▶ Extracted material

-*-*-

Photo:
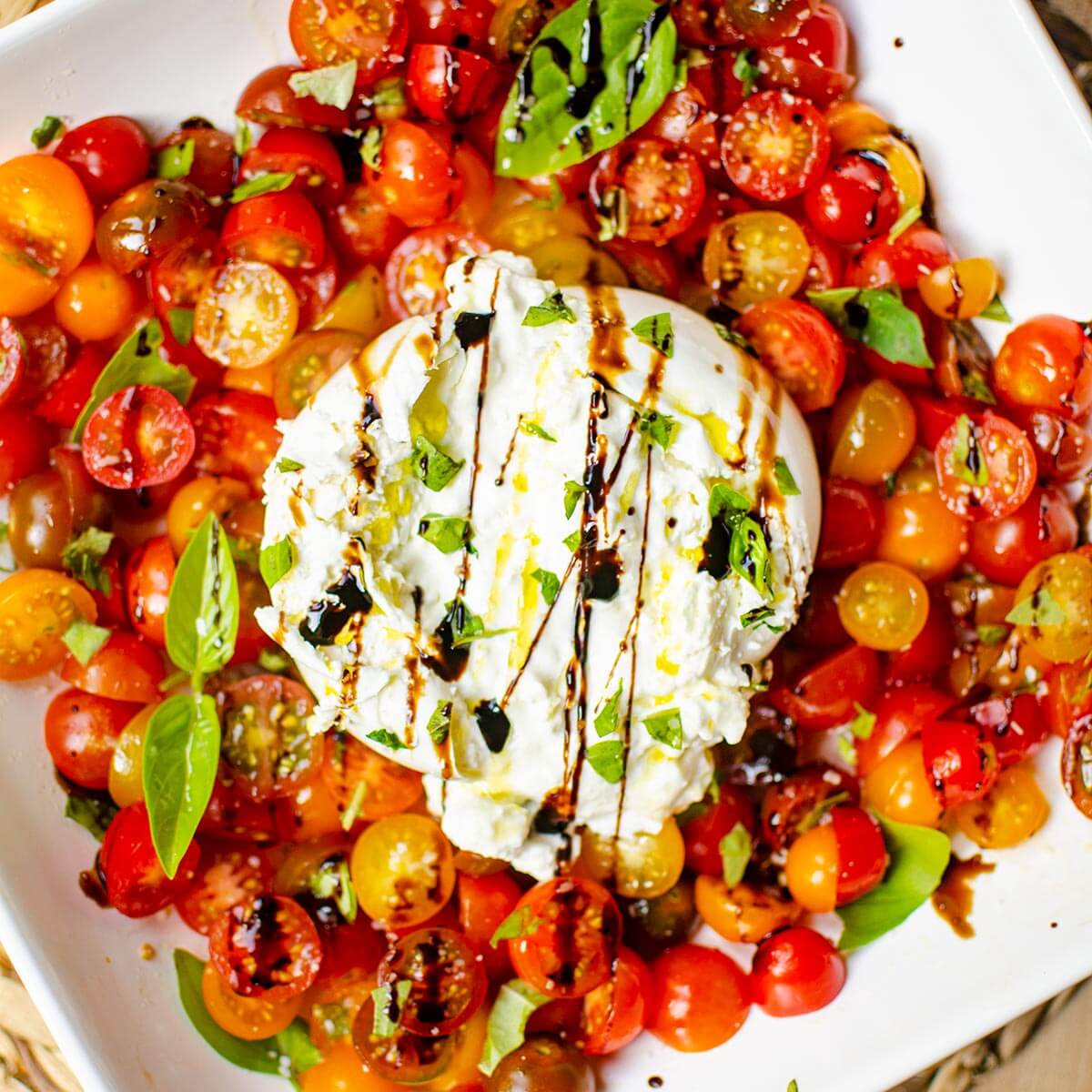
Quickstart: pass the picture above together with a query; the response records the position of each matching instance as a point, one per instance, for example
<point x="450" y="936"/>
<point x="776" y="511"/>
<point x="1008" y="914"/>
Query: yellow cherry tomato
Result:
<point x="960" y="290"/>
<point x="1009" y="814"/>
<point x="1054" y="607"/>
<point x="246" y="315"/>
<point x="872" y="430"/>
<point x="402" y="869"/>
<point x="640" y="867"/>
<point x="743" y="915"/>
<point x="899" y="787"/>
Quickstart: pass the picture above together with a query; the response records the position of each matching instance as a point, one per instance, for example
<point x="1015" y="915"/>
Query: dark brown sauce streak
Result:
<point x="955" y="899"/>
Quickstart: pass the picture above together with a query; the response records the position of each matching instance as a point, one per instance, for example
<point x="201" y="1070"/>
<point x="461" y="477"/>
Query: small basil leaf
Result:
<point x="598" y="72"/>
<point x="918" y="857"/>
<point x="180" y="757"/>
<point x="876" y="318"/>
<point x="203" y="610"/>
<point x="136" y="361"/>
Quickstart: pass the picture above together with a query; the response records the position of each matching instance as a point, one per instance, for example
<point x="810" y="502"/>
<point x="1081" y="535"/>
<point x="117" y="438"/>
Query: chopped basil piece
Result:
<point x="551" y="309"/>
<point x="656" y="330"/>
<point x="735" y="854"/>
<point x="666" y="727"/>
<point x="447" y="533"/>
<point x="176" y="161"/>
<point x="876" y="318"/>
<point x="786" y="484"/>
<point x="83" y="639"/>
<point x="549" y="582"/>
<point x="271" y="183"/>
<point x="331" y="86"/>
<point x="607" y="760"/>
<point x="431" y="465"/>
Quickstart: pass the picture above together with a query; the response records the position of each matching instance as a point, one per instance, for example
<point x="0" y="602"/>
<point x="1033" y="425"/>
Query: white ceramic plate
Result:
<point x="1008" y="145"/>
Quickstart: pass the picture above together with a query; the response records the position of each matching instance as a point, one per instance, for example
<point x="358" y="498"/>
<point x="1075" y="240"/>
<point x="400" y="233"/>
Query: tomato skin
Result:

-*-*-

▶ Problem statement
Pictures are to be omitted; otherwise, write out the data exactly as it appears.

▶ Completed task
Photo:
Quickstart: pass the picture above together with a query; the response records the position of each matching instance as a point, one per instance, for example
<point x="450" y="936"/>
<point x="776" y="511"/>
<point x="1008" y="914"/>
Query: yellow cherry tomato
Result:
<point x="960" y="290"/>
<point x="1009" y="814"/>
<point x="1054" y="607"/>
<point x="246" y="315"/>
<point x="872" y="430"/>
<point x="402" y="869"/>
<point x="640" y="867"/>
<point x="743" y="915"/>
<point x="899" y="787"/>
Quickstart: pass the picture above together with a query; the response records the position of each matching instance as a point, one per instance, for example
<point x="1015" y="915"/>
Query: dark brown sauce streak
Result:
<point x="955" y="899"/>
Quickstart: pass the picture above together with a query; the response records the position of each matching instance as a point, one per instance, for example
<point x="201" y="1070"/>
<point x="461" y="477"/>
Query: small basil leaf
Result:
<point x="598" y="72"/>
<point x="918" y="857"/>
<point x="180" y="757"/>
<point x="876" y="318"/>
<point x="203" y="610"/>
<point x="136" y="361"/>
Quickstart: pass the picture above together with a query; the response records the position of each matching instance as a point, one per instance, for example
<point x="810" y="502"/>
<point x="1081" y="535"/>
<point x="117" y="438"/>
Query: chopped basil piece
Result:
<point x="551" y="309"/>
<point x="656" y="330"/>
<point x="735" y="854"/>
<point x="666" y="727"/>
<point x="447" y="533"/>
<point x="176" y="161"/>
<point x="876" y="318"/>
<point x="786" y="484"/>
<point x="83" y="639"/>
<point x="549" y="582"/>
<point x="271" y="183"/>
<point x="331" y="86"/>
<point x="607" y="760"/>
<point x="431" y="465"/>
Quickstart: pass the picture above together with a query; the response records the position of each matching instance as a point, one per instance, for example
<point x="0" y="602"/>
<point x="1033" y="425"/>
Query: white ceramic plate
Result:
<point x="1008" y="145"/>
Quickstart: pass the picture above together with a query; the response records the position of each matching instance as a point, one per instance, for example
<point x="358" y="498"/>
<point x="1075" y="240"/>
<point x="400" y="233"/>
Query: tomato skin
Result:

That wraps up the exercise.